# Task description
What is wanted is every record, duplicated word for word.

# Supplied entries
BEGIN
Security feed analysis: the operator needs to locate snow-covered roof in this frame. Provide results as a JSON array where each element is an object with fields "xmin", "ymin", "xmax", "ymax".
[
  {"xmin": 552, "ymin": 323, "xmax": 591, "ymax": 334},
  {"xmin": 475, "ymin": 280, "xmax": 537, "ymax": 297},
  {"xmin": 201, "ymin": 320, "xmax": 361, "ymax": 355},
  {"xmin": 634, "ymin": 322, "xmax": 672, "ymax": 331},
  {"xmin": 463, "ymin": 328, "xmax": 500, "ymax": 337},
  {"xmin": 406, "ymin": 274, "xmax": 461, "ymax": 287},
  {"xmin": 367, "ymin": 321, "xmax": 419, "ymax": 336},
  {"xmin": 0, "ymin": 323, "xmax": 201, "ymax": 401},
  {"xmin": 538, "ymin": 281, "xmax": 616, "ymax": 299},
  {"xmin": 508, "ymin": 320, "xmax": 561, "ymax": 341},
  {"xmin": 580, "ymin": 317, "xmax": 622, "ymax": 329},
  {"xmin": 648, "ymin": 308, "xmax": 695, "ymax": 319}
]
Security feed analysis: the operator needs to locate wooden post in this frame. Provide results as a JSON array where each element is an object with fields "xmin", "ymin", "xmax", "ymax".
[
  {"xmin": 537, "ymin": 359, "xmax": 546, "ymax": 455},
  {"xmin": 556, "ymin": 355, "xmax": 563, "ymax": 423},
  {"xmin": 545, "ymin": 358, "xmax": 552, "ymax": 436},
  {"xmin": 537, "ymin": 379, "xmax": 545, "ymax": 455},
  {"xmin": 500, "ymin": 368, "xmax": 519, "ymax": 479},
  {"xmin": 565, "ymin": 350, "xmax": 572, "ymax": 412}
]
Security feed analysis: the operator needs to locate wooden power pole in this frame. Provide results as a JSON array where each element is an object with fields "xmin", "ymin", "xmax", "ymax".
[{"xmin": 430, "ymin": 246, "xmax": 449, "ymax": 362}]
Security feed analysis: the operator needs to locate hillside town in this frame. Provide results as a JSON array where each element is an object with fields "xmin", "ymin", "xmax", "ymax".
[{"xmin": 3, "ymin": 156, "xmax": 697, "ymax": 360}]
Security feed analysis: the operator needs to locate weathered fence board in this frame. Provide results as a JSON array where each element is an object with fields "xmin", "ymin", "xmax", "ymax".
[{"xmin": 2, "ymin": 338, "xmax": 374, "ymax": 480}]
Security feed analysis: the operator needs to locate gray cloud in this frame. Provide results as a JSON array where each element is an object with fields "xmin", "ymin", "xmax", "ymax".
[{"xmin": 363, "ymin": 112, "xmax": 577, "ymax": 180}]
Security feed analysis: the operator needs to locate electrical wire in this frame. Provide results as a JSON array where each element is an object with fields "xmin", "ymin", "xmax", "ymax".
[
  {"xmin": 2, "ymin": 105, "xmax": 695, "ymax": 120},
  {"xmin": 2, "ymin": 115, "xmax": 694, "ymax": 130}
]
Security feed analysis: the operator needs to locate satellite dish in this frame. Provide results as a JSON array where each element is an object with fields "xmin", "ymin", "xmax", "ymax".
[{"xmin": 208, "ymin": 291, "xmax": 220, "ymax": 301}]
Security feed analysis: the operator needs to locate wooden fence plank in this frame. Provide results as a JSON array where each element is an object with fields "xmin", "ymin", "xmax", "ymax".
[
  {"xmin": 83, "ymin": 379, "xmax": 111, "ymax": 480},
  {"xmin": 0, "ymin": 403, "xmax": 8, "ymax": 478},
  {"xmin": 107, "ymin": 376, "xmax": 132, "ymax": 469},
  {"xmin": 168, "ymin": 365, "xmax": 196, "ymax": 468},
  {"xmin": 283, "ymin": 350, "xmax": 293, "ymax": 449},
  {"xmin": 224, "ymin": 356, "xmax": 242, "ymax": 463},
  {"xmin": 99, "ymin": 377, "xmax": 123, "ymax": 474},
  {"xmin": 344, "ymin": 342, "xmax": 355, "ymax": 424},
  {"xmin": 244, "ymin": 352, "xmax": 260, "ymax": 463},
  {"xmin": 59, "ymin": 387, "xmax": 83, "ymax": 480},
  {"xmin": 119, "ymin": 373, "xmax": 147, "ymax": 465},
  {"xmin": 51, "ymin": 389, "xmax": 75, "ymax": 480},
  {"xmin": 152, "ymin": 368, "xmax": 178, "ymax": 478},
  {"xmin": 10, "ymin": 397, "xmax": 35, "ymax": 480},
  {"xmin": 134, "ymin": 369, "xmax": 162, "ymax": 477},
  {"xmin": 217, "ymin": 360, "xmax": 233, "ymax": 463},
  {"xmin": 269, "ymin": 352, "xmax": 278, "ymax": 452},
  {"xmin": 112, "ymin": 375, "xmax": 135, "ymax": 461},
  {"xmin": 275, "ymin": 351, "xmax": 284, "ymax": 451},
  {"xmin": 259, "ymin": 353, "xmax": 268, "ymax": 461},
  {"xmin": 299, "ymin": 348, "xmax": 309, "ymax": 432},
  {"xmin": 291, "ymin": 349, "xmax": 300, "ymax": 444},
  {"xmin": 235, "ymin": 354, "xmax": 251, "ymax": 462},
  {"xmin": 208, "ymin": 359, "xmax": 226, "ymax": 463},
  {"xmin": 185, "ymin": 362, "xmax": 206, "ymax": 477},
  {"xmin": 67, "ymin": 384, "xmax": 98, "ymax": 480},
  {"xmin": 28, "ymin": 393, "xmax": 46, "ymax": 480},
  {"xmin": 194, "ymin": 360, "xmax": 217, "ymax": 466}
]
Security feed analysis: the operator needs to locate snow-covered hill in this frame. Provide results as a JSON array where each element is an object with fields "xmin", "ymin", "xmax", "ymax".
END
# Problem solution
Security feed analysis: the operator needs to locate snow-covered roof in this frame. Provide results as a JSON array where each element is an object with fields "xmin", "ymin", "xmax", "ymax".
[
  {"xmin": 552, "ymin": 323, "xmax": 591, "ymax": 334},
  {"xmin": 475, "ymin": 280, "xmax": 537, "ymax": 297},
  {"xmin": 201, "ymin": 320, "xmax": 361, "ymax": 355},
  {"xmin": 634, "ymin": 322, "xmax": 672, "ymax": 331},
  {"xmin": 463, "ymin": 328, "xmax": 500, "ymax": 337},
  {"xmin": 406, "ymin": 274, "xmax": 461, "ymax": 287},
  {"xmin": 367, "ymin": 321, "xmax": 419, "ymax": 336},
  {"xmin": 0, "ymin": 323, "xmax": 201, "ymax": 401},
  {"xmin": 538, "ymin": 281, "xmax": 616, "ymax": 299},
  {"xmin": 508, "ymin": 320, "xmax": 561, "ymax": 341},
  {"xmin": 580, "ymin": 317, "xmax": 622, "ymax": 329},
  {"xmin": 648, "ymin": 308, "xmax": 695, "ymax": 319}
]
Security feed analysis: the operator needs to locate wooden post in this frame. Provide results as a JSON array where each element is an object with fields "xmin", "ymin", "xmax", "ymax".
[
  {"xmin": 537, "ymin": 359, "xmax": 546, "ymax": 455},
  {"xmin": 556, "ymin": 355, "xmax": 563, "ymax": 423},
  {"xmin": 545, "ymin": 358, "xmax": 552, "ymax": 436},
  {"xmin": 537, "ymin": 379, "xmax": 545, "ymax": 455},
  {"xmin": 500, "ymin": 368, "xmax": 519, "ymax": 479},
  {"xmin": 565, "ymin": 350, "xmax": 572, "ymax": 412}
]
Security feed analysis: the operator needs to locate wooden power pole in this frame. Provide results as a JSON array where each element is an object with fields "xmin", "ymin", "xmax", "ymax".
[{"xmin": 430, "ymin": 246, "xmax": 449, "ymax": 362}]
Security feed analysis: the operator needs to locate hillside town in this frame. Provide results as a JSON array where each element is an object with fields "xmin", "ymin", "xmax", "ymax".
[{"xmin": 3, "ymin": 156, "xmax": 697, "ymax": 360}]
Security feed analysis: the operator needs to locate weathered fence board in this frame. Provide results as a JSON array where each element is an object with fields "xmin", "ymin", "xmax", "ymax".
[{"xmin": 2, "ymin": 338, "xmax": 374, "ymax": 480}]
Security feed analysis: the operator needs to locate gray cloud in this frame. Provide results as a JSON array where each element is an object with fields "xmin", "ymin", "xmax", "ymax".
[{"xmin": 363, "ymin": 112, "xmax": 577, "ymax": 180}]
Security feed analysis: the operator needs to locate electrical wire in this frame. Provide results as a JSON array where each element is an object with fields "xmin", "ymin", "xmax", "ymax".
[
  {"xmin": 2, "ymin": 105, "xmax": 695, "ymax": 120},
  {"xmin": 2, "ymin": 115, "xmax": 694, "ymax": 130}
]
Security feed analysis: the operator needs to locate satellite dish in this frame. Provide results as a JSON array where each element is an object with fields "xmin", "ymin", "xmax", "ymax".
[{"xmin": 208, "ymin": 291, "xmax": 220, "ymax": 301}]
Security feed analysis: the operator needs to locate wooden fence plank in this frame. Provide results as a JSON array where each element is an object with fields "xmin", "ymin", "xmax", "ymax".
[
  {"xmin": 83, "ymin": 379, "xmax": 111, "ymax": 480},
  {"xmin": 0, "ymin": 403, "xmax": 8, "ymax": 478},
  {"xmin": 107, "ymin": 376, "xmax": 132, "ymax": 469},
  {"xmin": 168, "ymin": 365, "xmax": 196, "ymax": 468},
  {"xmin": 283, "ymin": 350, "xmax": 293, "ymax": 449},
  {"xmin": 224, "ymin": 356, "xmax": 242, "ymax": 463},
  {"xmin": 99, "ymin": 377, "xmax": 123, "ymax": 474},
  {"xmin": 344, "ymin": 342, "xmax": 355, "ymax": 424},
  {"xmin": 244, "ymin": 352, "xmax": 260, "ymax": 463},
  {"xmin": 59, "ymin": 387, "xmax": 83, "ymax": 480},
  {"xmin": 119, "ymin": 373, "xmax": 147, "ymax": 465},
  {"xmin": 51, "ymin": 389, "xmax": 75, "ymax": 480},
  {"xmin": 152, "ymin": 368, "xmax": 178, "ymax": 478},
  {"xmin": 10, "ymin": 397, "xmax": 35, "ymax": 480},
  {"xmin": 134, "ymin": 369, "xmax": 162, "ymax": 477},
  {"xmin": 217, "ymin": 360, "xmax": 233, "ymax": 463},
  {"xmin": 269, "ymin": 352, "xmax": 278, "ymax": 452},
  {"xmin": 112, "ymin": 375, "xmax": 135, "ymax": 461},
  {"xmin": 275, "ymin": 351, "xmax": 284, "ymax": 451},
  {"xmin": 259, "ymin": 353, "xmax": 268, "ymax": 461},
  {"xmin": 299, "ymin": 348, "xmax": 309, "ymax": 432},
  {"xmin": 291, "ymin": 349, "xmax": 300, "ymax": 444},
  {"xmin": 235, "ymin": 354, "xmax": 251, "ymax": 462},
  {"xmin": 208, "ymin": 359, "xmax": 226, "ymax": 463},
  {"xmin": 185, "ymin": 362, "xmax": 206, "ymax": 477},
  {"xmin": 67, "ymin": 384, "xmax": 98, "ymax": 480},
  {"xmin": 28, "ymin": 393, "xmax": 46, "ymax": 480},
  {"xmin": 194, "ymin": 360, "xmax": 217, "ymax": 466}
]
Security feed analysis: the operator needs to locate snow-covered hill in this frame. Provide results as a JSON array where each element is an object with fields "xmin", "ymin", "xmax", "ymax".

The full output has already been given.